Exercise requirements:
Wherever a line in the data holds the word "logo", pull that line out.

═══

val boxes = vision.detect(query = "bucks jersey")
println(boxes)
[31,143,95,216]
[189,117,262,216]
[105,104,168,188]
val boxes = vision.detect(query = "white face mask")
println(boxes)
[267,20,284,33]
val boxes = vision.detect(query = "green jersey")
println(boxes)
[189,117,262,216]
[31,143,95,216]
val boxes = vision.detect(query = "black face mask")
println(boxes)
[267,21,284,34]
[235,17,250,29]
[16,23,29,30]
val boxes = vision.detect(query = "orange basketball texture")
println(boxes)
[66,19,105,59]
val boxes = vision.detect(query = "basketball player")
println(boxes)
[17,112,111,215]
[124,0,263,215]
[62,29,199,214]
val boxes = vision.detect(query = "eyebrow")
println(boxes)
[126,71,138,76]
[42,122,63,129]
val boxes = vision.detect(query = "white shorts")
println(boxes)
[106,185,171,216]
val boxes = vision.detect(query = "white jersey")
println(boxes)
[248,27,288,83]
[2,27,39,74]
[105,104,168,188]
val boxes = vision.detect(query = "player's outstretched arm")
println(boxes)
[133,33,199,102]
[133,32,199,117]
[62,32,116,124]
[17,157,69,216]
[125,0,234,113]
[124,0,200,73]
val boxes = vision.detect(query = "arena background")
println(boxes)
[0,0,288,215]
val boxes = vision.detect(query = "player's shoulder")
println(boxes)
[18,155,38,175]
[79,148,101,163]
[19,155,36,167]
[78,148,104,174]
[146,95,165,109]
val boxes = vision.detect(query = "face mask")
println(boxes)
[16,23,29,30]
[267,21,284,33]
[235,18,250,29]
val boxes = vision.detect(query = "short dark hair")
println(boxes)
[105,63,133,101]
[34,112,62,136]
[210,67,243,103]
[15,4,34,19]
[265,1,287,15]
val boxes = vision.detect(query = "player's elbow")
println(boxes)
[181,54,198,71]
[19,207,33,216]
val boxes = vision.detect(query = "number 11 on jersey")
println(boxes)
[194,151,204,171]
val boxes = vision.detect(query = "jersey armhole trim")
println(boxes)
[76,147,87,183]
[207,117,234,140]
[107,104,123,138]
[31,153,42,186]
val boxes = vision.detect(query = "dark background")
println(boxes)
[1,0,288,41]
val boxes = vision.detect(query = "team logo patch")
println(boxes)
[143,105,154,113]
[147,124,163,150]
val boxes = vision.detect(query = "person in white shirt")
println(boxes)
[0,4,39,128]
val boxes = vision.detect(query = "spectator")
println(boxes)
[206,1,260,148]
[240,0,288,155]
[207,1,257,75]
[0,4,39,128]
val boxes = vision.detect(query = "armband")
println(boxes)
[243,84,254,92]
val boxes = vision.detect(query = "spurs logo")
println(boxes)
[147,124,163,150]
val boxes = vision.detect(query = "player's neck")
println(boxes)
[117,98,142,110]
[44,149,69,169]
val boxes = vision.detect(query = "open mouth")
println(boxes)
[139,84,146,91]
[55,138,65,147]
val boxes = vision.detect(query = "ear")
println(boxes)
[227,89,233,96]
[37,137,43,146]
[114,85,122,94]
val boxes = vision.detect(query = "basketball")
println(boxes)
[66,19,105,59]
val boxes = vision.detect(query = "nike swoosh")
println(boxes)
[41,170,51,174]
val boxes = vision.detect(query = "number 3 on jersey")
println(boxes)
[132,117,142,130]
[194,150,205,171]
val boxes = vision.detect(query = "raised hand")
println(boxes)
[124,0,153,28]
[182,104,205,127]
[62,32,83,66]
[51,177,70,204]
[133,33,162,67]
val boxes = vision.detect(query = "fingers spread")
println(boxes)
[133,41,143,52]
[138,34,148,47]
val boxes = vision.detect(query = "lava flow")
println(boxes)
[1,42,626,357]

═══

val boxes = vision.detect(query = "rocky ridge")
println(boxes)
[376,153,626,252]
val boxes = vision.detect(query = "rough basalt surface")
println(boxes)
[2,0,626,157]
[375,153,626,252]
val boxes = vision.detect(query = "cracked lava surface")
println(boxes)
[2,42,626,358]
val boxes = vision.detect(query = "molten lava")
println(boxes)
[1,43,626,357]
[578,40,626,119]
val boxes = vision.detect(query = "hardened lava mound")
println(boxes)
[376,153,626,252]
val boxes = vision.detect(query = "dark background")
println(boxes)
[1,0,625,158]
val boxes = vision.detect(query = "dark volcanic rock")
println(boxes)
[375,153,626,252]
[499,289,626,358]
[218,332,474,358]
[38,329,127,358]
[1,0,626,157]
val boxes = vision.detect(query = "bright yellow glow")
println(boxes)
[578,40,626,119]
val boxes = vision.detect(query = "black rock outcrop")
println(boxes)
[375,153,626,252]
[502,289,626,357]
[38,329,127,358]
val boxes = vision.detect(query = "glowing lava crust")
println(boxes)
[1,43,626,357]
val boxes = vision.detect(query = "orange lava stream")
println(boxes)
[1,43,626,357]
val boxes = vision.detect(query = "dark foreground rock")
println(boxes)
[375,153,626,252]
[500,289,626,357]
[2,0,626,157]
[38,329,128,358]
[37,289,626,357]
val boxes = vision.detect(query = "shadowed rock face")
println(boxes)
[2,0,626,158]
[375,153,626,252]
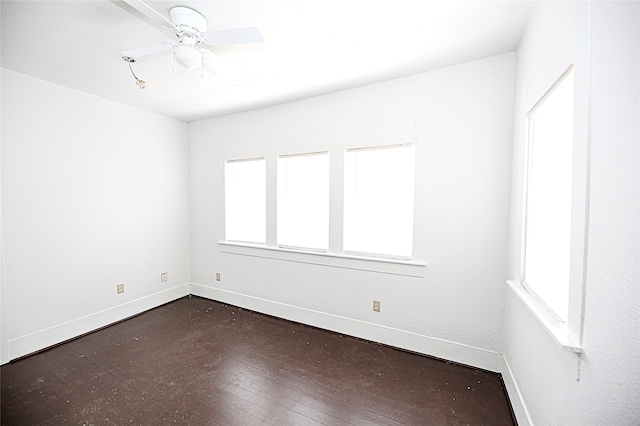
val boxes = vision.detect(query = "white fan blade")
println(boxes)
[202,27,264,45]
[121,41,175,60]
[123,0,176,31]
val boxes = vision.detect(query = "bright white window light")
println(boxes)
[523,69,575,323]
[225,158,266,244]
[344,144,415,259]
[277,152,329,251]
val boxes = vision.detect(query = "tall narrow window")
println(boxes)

═══

Answer:
val boxes = vision.detect(query = "team logo patch")
val boxes = vision.detect(query = "spurs logo")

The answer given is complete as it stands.